> _Written request_:
Quote every item below word for word, leaving out the pictures.

A run of items
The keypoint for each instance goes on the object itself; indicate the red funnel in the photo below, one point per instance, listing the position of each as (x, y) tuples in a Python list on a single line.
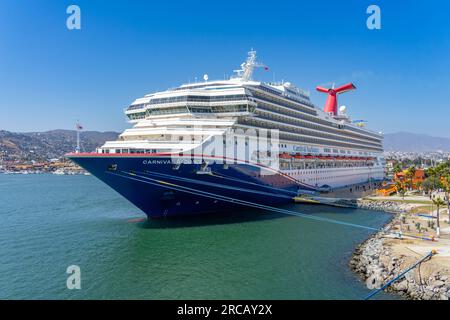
[(331, 103)]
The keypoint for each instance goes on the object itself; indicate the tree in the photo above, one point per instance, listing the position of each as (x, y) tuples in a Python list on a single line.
[(410, 173), (438, 202), (446, 186), (400, 189), (397, 168), (431, 183)]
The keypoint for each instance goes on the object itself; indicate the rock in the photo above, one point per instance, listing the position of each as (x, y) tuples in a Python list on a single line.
[(443, 297), (373, 282), (401, 286)]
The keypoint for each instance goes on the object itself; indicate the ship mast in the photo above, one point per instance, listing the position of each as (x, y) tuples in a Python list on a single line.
[(247, 67), (79, 128)]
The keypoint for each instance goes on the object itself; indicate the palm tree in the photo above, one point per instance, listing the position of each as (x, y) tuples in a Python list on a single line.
[(446, 187), (438, 202), (400, 189), (410, 173), (397, 168)]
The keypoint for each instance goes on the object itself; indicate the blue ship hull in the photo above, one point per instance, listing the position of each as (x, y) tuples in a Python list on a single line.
[(160, 187)]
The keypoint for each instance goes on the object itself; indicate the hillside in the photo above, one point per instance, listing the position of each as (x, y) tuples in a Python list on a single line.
[(49, 144), (414, 142)]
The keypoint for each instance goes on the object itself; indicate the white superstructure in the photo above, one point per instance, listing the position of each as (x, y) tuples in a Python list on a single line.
[(316, 148)]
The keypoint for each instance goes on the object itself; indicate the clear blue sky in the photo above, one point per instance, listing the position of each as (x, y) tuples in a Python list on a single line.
[(51, 76)]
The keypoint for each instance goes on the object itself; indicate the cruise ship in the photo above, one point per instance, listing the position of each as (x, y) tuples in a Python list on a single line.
[(220, 145)]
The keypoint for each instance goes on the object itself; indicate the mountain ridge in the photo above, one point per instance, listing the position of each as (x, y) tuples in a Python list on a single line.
[(415, 142)]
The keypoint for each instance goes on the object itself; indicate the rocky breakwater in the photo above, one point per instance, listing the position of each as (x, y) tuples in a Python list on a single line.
[(386, 206), (377, 264)]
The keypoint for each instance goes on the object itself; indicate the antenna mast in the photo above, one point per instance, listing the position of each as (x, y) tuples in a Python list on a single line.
[(247, 68), (79, 128)]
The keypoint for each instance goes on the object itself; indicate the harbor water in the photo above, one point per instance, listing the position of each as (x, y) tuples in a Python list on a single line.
[(49, 222)]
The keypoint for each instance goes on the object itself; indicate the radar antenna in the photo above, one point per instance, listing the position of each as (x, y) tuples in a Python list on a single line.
[(247, 67)]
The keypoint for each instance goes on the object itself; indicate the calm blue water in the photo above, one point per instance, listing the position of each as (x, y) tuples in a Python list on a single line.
[(49, 222)]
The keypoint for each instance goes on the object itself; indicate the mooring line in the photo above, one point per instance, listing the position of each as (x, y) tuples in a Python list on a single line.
[(169, 185)]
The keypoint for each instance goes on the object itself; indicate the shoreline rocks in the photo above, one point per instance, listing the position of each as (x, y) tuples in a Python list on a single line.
[(376, 263)]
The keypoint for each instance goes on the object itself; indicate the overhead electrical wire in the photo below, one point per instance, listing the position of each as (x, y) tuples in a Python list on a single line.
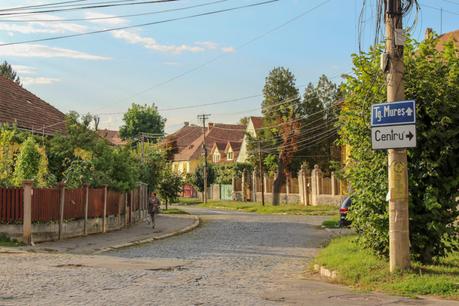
[(139, 25), (87, 7), (115, 17)]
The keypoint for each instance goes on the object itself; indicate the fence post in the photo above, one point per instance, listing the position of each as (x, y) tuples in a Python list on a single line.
[(125, 209), (104, 220), (333, 183), (86, 207), (61, 210), (27, 218), (316, 181)]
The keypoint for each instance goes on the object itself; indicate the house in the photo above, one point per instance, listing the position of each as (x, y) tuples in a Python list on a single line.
[(113, 137), (189, 141), (27, 111), (179, 145), (254, 124), (223, 153)]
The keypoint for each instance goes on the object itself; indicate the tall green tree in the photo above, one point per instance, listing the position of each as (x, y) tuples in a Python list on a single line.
[(141, 119), (8, 72), (281, 108), (432, 79)]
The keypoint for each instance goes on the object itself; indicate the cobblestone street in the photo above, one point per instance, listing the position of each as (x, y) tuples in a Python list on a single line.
[(231, 259)]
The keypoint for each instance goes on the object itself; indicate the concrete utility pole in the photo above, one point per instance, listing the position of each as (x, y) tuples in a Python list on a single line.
[(399, 244), (262, 176), (204, 117)]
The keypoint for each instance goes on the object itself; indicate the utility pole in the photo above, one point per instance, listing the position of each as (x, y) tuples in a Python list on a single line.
[(204, 117), (262, 177), (399, 250)]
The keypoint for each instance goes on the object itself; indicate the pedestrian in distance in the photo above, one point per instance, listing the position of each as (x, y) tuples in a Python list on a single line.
[(153, 207)]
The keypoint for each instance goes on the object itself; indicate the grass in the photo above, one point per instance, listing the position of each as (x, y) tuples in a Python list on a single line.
[(173, 211), (288, 209), (359, 268), (332, 222), (189, 201), (8, 242)]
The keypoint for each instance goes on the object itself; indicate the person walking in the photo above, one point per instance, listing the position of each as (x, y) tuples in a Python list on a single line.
[(153, 207)]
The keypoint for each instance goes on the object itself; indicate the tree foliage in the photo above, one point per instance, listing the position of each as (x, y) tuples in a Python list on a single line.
[(432, 79), (197, 178), (8, 72), (280, 109), (141, 119)]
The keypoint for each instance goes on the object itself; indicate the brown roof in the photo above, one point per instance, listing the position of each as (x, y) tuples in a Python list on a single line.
[(20, 106), (112, 136), (257, 122), (217, 133), (442, 39)]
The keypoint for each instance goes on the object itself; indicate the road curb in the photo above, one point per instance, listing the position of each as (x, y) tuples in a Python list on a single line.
[(189, 228)]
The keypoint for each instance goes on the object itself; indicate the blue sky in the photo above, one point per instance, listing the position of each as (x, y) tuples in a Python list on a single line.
[(105, 73)]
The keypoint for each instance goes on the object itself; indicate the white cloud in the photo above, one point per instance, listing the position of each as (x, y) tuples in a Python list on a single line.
[(112, 21), (36, 26), (38, 81), (22, 69), (150, 43), (228, 50), (207, 44), (34, 50)]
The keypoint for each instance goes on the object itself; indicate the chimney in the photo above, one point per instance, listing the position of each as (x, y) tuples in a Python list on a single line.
[(428, 33)]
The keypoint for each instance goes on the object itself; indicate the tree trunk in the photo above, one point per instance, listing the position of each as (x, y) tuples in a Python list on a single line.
[(278, 181)]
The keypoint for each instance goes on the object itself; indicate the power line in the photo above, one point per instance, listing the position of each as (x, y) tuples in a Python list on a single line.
[(95, 6), (139, 25), (241, 46), (115, 17)]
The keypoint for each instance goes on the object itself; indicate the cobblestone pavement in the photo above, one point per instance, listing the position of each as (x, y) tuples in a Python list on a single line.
[(231, 259)]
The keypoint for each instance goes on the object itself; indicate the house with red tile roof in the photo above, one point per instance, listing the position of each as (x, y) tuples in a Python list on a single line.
[(113, 137), (22, 108), (254, 124), (189, 140)]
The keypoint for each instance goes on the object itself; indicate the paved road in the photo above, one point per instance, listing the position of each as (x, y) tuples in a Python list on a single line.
[(232, 259)]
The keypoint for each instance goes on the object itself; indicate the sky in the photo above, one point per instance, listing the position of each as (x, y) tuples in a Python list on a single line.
[(184, 63)]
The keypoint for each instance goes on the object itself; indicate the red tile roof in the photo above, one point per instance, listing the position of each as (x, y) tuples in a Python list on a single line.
[(27, 111), (112, 136), (218, 133), (257, 122)]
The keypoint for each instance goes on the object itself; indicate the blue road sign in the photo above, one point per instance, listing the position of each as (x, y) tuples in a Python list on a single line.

> _The solution_:
The keypoint for each instance goes on the object itself; indicate the red funnel in the photo below, one point per instance, listing the position of each as (x, y) tuples in a Python list on a single line.
[(331, 103)]
The keypoint for each instance goes on the object itself; indicate the tree in the photo above, one point per instance, listing the position of each as (x, y) tuples in a Python list on a single line.
[(410, 173), (438, 202), (446, 186), (400, 189), (397, 168), (431, 183)]
The keypoint for each instance goes on the object itself; indicate the rock in the photo above, one point per instance, listing the position of each as (x, y) tuples in a Python list on a single line.
[(443, 297), (373, 282), (401, 286)]
The keypoint for each instance goes on the object itself; indicate the ship mast in the photo above, one point per instance, listing the position of each as (x, y) tuples in a Python list on a single line.
[(247, 67), (79, 128)]
The keypoint for each instance goes on the object itself; indicate the palm tree in the photo above, one point per instance, listing the position of each as (x, y) tuples in a Python list on a single line.
[(446, 187), (438, 202), (400, 189), (410, 173), (397, 168)]
The keypoint for each instance goes on the object itself; indicate the blue ship hull in the photo above, one point per instance, listing the position of each as (x, y) tuples in a Python list on a single line.
[(160, 187)]
The keypoint for each instance goes on the object itself; indicate the hillside in the photo above, one point per instance, listing the position of each as (x, y) tuples in a Python list on a single line.
[(49, 144), (414, 142)]
The keypoint for each instance goes on the object itself; indicate the white superstructure in the photo above, one point per instance, listing the position of each as (x, y) tuples in a Python list on a single line.
[(316, 148)]
The keypoint for each instance goes on the object itself; indicate the clear blue sky in the photo above, one point per instance, listing the position of each as (x, y) tuples in a Python list on a single line.
[(51, 76)]
The keypoint for each instance goes on the object itself; indicate the cruise ship in the photo above, one point per instance, listing the position of each as (x, y) tuples in a Python list on a single line.
[(220, 145)]
The keypoint for each instance goes on the object itself; indicate the mountain ridge in the photo above, one point per instance, listing the position of each as (x, y) tuples in a Python list on a single line.
[(415, 142)]
The keypoint for each instance goes on the object itself; indicate the rocky breakwater in the photo above, one point per instance, listing the position of each as (x, y) tuples in a Python list on a single line.
[(386, 206), (377, 264)]
The keypoint for each instance goes on the object itself; indicate the antenna mast in the photo above, one point per instance, listing the position of each as (x, y) tuples in a Python list on a single line.
[(247, 68), (79, 128)]
The keypoint for each instance goes on the object itself; indicate the harbor water in the photo above, one point per instance, listing the position of each as (x, y) tuples in a Python list on a single line.
[(49, 222)]
The keypoint for each instance goes on the object itself; indicate the radar antenna in the photo above, one point per instance, listing the position of each as (x, y) tuples in a Python list on a single line.
[(247, 67)]
The keypoint for each instance goes on the object itself; indicate the calm blue water in the photo above, one point per instance, listing the position of each as (x, y) tuples in a Python list on a single line.
[(49, 222)]
The keypoint for each instance goes on the object itself; indicate the mooring line in the photo above, one point per instance, listing the position of each as (x, y) tuples in a Python list on a single line.
[(169, 185)]
The keypoint for each instance goes on the object itself; indicate the shoreline rocks in the photo above, one point per instance, listing the position of each as (x, y) tuples in a Python list on a single line.
[(376, 263)]
The keypoint for each instance goes on the object itself; indicate the overhead electrical wire in the photo below, one point per instance, listing the position of each as (x, y) tuples in a Python list on a single line.
[(139, 25), (87, 7), (115, 17)]
The keypoint for each instance goes on the object itself; indicate the fence post in the photo above, one point per instance, listing the position of each as (x, y) tuples in a Python list on a single line.
[(125, 209), (104, 220), (333, 183), (86, 207), (61, 210), (27, 218), (316, 181)]
The keypoint for each instance goes on the object itself; indicate the house in the photo above, one point per instance, listing the position of each as (x, y) tuples in a Python list on a single line.
[(113, 137), (189, 141), (27, 111), (179, 145), (254, 124), (223, 153)]
The keypoint for each instance goes on the object itself; indicate the tall green tree in the photo above, one point per instance, listing the position of each as (x, y) tuples in a Python list on a single line.
[(141, 119), (8, 72), (281, 108), (432, 79)]
The keypoint for each instance goes on the object itself; indicate the cobblestone street in the photo above, one point per instance, listing the position of each as (x, y) tuples in a Python list on a single line.
[(231, 259)]
The keypoint for each instance goes on the object itself; indicate the concrete utility pole in the photo above, one point per instance, listing the position of each as (x, y) tuples in a Python list on a single line.
[(399, 244), (262, 176), (204, 117)]
The keypoint for each instance goes on the object itself; indicate the utility pole in the photo above, one point per instance, listing the position of each as (x, y) tuples in a Python list on a single line.
[(204, 117), (262, 177), (399, 250)]
The keypoint for each instance goes on the object itself; indicate the pedestrian in distance in the photo above, one point per instance, listing the position of each as (x, y) tuples in a Python list on a single line.
[(153, 207)]
The keypoint for each instance goes on the object itself; indicate the grass in the photo above, one point per instance, listing the position of each as (x, y) tuples in a Python list on a single line.
[(173, 211), (288, 209), (359, 268), (332, 222), (189, 201), (8, 242)]
The keypoint for each instance goes on the object itself; indicate the person walking in the photo above, one point per instance, listing the position of each as (x, y) tuples in a Python list on a single line.
[(153, 207)]
The keypoint for each instance goes on the object itself; indicate the tree foliage in the photo above, one point per instance, listing the position of each as (x, y) tuples in a Python list on a single line.
[(432, 79), (197, 178), (8, 72), (280, 109), (141, 119)]
The keypoint for each instance goes on the object itself; indicate the brown roof in the photo above, one point per instance, listing the position of each as (x, y) tuples in a Python list on a single line.
[(20, 106), (112, 136), (257, 122), (217, 133), (442, 39)]
The keypoint for each instance goes on the object itself; indicate the road curb in the photo above, one point per instance, listing the position of each as (x, y) tuples in a Python list on a single line.
[(189, 228)]
The keypoint for each instance goes on the object itself; indicate the blue sky in the photo above, one point per instance, listing the position of each as (x, y) tuples in a Python list on a single line.
[(105, 73)]
The keypoint for each instance goes on the object itself; indicate the white cloud in the photo above, one point per instance, listing the position of each as (x, y) tuples in a Python list on a single line.
[(112, 21), (36, 26), (38, 81), (22, 69), (150, 43), (228, 50), (207, 44), (34, 50)]
The keypoint for each instance goes on the object itself; indicate the chimney in the photo above, one point per instance, listing the position of each as (x, y) tuples in a Python list on a single line.
[(428, 33)]
The keypoint for each instance goes on the object itself; indicate the tree trunk in the photo above, one point per instance, listing the position of each as (x, y) tuples in a Python list on a single line.
[(278, 181)]
The keypoint for each instance goes on the object itself; indicate the power line in the photo above, one point per instance, listing the position of each as (x, y) tuples in a Python list on a single line.
[(95, 6), (139, 25), (241, 46), (115, 17)]
The keypoint for each instance goes on the object itself; indicate the cobblestone pavement in the photo above, one point per instance, listing the position of each as (x, y) tuples in a Python list on a single line.
[(231, 259)]
The keypoint for each instance goes on the object itself; indicate the house with red tile roof in the photo above, one point per instance, listing the position of each as (x, y) tuples in a Python list on a single line.
[(113, 137), (22, 108), (254, 124), (189, 140)]
The keypoint for each instance goes on the object itself; indicate the paved road in the photo above, one point per instance, listing the position of each as (x, y) tuples in a Python list on a single line.
[(232, 259)]
The keypoint for each instance goes on the object itself; indicate the sky in the photo above, one point per instance, listing the position of each as (x, y) tuples in a Python list on a single line.
[(184, 63)]
The keypoint for each instance goes on the object itself; indicate the red tile roof in the photo above, one point per instance, listing the position of each as (x, y) tuples in a Python list on a single line.
[(27, 111), (112, 136), (218, 133), (257, 122)]
The keypoint for each instance goes on the object itself; indicate the blue road sign in the photo above, one point per instance, listing the position of each as (x, y) tuples in a Python list on a single line.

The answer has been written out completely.